- WHAT YOU SHOULD DO
Copy out everything from the line containing "lookup: brick building" down to the line containing "[369,203,410,218]", including both of those lines and the lookup lines, and multiply each bounding-box coordinate in the answers by 2.25, rounding to the nearest whole number with halves rounded up. Give only those lines and leave the rest of the items out.

---- STORED RECORDS

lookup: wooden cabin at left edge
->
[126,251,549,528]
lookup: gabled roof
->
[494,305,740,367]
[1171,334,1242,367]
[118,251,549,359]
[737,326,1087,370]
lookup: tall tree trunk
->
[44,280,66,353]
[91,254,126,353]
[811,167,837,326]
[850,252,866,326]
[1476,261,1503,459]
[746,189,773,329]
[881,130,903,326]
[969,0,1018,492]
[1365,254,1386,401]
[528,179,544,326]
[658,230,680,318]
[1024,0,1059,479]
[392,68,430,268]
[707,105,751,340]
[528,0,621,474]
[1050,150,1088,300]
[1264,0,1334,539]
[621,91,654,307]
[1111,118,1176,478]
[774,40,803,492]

--------
---- STORED RECORDS

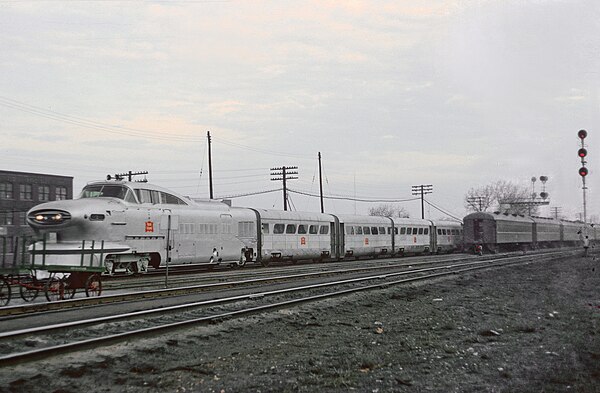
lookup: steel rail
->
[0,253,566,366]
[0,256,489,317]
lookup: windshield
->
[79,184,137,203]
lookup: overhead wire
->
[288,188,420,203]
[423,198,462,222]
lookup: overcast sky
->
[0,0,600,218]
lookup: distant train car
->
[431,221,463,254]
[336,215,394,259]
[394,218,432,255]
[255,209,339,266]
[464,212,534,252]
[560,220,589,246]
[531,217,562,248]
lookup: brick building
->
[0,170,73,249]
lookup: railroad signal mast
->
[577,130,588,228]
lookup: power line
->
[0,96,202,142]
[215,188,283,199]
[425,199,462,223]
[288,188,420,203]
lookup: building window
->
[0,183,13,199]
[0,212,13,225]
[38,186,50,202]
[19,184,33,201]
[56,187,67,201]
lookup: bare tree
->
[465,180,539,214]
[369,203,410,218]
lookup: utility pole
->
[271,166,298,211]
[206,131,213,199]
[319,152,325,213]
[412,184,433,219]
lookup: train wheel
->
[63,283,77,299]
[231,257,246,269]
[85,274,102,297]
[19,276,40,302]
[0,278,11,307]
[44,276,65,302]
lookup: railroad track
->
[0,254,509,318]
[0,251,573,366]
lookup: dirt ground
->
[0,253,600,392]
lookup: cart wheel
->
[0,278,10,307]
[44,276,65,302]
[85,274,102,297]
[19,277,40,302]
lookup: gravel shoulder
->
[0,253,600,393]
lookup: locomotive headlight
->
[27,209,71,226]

--------
---- STORED RECORDS

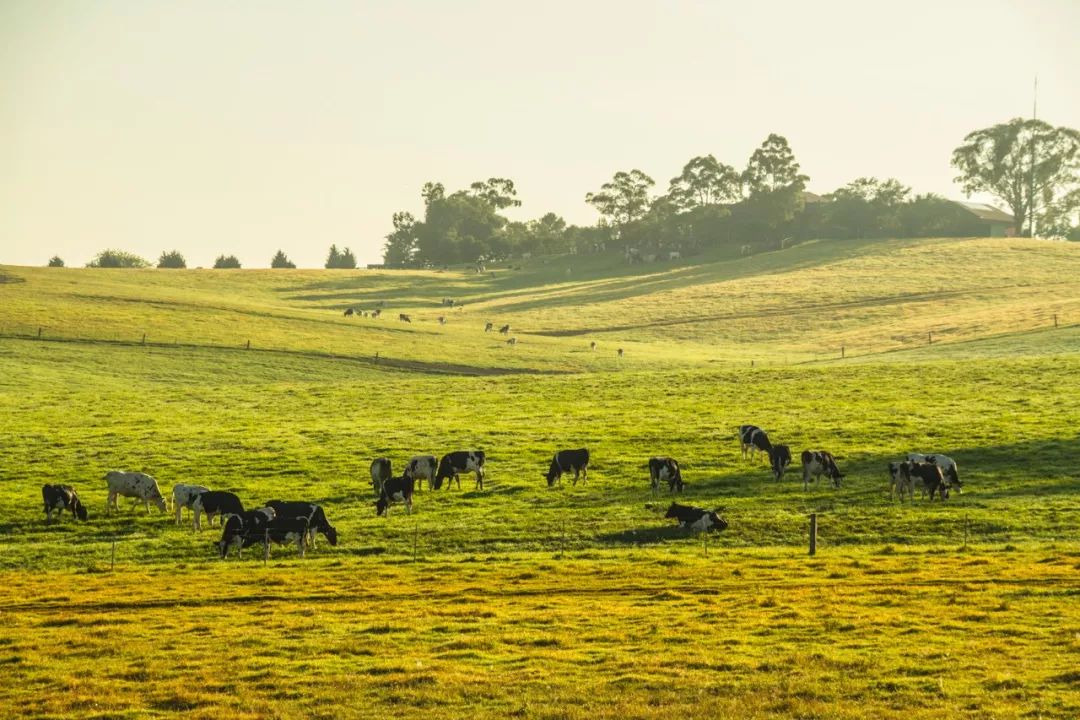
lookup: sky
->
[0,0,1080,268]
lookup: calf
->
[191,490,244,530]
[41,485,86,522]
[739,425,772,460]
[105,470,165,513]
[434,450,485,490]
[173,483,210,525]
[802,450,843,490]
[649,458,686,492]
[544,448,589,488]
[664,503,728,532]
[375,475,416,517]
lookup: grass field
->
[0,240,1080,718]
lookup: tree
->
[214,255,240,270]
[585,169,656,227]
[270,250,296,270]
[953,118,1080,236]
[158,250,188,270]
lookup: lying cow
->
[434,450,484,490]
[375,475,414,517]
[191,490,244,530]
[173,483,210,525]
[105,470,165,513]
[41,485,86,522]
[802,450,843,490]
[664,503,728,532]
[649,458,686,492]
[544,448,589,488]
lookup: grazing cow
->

--------

- WRITTEN SOLUTION
lookup: brick building
->
[0,383,164,560]
lookup: railroad signal mast
->
[1298,293,1323,513]
lookup: power line
->
[0,216,455,320]
[484,423,637,448]
[956,448,1040,502]
[648,423,945,457]
lookup: building window
->
[0,412,29,448]
[0,477,29,506]
[86,419,113,455]
[43,414,74,452]
[126,421,151,452]
lookup: bare tree
->
[1046,405,1213,482]
[830,457,923,491]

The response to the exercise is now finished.